Several parents of students at a Sylvania grade school called for clearer communication Monday night and urged the district to build a fence between the school and the adjacent home of a dog that attacked a parent outside the building last week.
Speakers at the Sylvania Board of Education meeting also sought reassurance that Sylvania schools administrators will ensure the dog’s owner follows through on a promise made Monday to surrender the Rottweiler dog to Lucas County Canine Care and Control on Tuesday morning after initially refusing to do so.
“This was about student safety, which warrants more transparency,” Rebecca Shope, the mother of a Whiteford Elementary School fifth grader and a local lawyer, told the board after chastising the use of the term “medical emergency” to describe what had happened in initial communications from district administration.
“Moving forward, we’re going to try to do better,” Julie Hoffman, the school board’s president, said after commending the parents for their advocacy for their children while explaining that school administrators may have parsed their written words conservatively because of “privacy issues” and “rules we have to follow.”
According to a report prepared by Lucas County Canine Care and Control, Reem Kashen, 36, was bitten multiple times in the attack outside Whiteford Elementary School on the morning of Dec. 8, while her 3-year-old son was knocked down but unhurt.
The dog warden’s report said the dog, named Kynyk, would be declared dangerous and that owner Nikai Roberts would be charged with failure to control the dog as well as failure to vaccinate that dog and another he owns for rabies. As of Monday, no case appeared in the Sylvania Municipal Court docket.

==*==

**Exercise set**
a – List every person named in the article about the dog attack at Whiteford Elementary School.
b – In the article about the dog attack, which agency is the dog's owner expected to surrender the Rottweiler to?
c – Carry on the article about the dog attack from its last sentence.

==*==

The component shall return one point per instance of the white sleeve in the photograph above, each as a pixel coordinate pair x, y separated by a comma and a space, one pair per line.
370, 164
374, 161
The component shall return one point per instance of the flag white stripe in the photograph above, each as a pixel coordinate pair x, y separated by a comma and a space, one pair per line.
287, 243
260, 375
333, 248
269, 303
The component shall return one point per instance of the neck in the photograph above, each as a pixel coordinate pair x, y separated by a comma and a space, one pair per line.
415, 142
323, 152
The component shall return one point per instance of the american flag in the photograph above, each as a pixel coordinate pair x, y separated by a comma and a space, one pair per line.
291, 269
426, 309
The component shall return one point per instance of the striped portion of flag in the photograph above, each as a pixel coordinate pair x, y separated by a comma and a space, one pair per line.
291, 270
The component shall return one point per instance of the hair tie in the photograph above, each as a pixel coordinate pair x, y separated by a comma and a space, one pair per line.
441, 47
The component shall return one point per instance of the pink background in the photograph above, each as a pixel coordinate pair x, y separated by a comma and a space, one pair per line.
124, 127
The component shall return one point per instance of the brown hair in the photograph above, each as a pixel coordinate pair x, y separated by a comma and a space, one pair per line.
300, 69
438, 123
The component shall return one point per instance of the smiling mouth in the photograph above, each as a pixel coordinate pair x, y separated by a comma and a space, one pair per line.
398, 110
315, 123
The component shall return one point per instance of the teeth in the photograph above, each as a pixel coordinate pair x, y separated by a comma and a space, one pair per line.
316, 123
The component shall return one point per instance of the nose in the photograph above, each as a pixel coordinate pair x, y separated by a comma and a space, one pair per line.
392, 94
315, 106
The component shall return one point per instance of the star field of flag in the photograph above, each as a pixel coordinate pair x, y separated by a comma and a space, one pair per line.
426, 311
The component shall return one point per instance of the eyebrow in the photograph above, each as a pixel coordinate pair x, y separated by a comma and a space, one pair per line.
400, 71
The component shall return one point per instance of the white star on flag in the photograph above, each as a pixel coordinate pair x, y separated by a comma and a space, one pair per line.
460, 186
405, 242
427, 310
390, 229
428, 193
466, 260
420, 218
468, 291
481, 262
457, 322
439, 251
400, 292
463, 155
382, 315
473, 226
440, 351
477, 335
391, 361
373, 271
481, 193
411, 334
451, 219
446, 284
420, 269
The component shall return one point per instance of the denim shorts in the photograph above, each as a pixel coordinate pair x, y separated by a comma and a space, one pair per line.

==*==

**Responses by task**
a – Rebecca Shope, Julie Hoffman, Reem Kashen, Nikai Roberts

b – Lucas County Canine Care and Control.

c –
Sylvania schools sent a letter to Whiteford families Sunday describing precautionary measures it would implement through Thursday, which is the last day of classes before the Christmas break, although Superintendent Veronica Motley said during the board meeting that those measures would be canceled once the dog is known to have been surrendered.
Those measures include directing all student drop-offs and pickups to occur in the car line, holding all recess indoors, moving all staff away from the school property line during arrival and dismissal, and allowing staff to carry mace or similar “personal safety devices” while outside the building.
Mr. Roberts could not immediately be reached for comment.
“This outcome is thanks to the advocacy of our parents and community members,” Ms. Motley wrote. “Early in the investigation last week, we were given the impression that there was nothing we could do regarding the canine. The voices of our community were heard, and I am relieved that the owner has chosen to do the right thing to help keep our students and families safe.
“Although this type of attack is rare, this incident has prompted a review of our safety and security protocols,” the superintendent wrote.
A composite video posted to Facebook, appearing to be drawn from school surveillance footage, showed a black dog dashing toward the woman and child near a school door, with the dog then knocking the woman over and latching onto a leg while she defended the child.
The woman fought the dog for nearly a minute and then another person, identified in the LC4 report as the dog owner’s wife, also struggled with the animal before finally freeing the attack victim.
The child was not hurt, but the school district said the mother needed emergency medical care afterward.
A Sylvania Township police report, meanwhile, said Nikai Roberts’ wife, Bolanle Almaroof, told officers she had opened a door into her home’s sunroom to retrieve leashes for walking the dogs in her yard, and Kynyk ran into that room and then out an exterior door that had inadvertently been left open.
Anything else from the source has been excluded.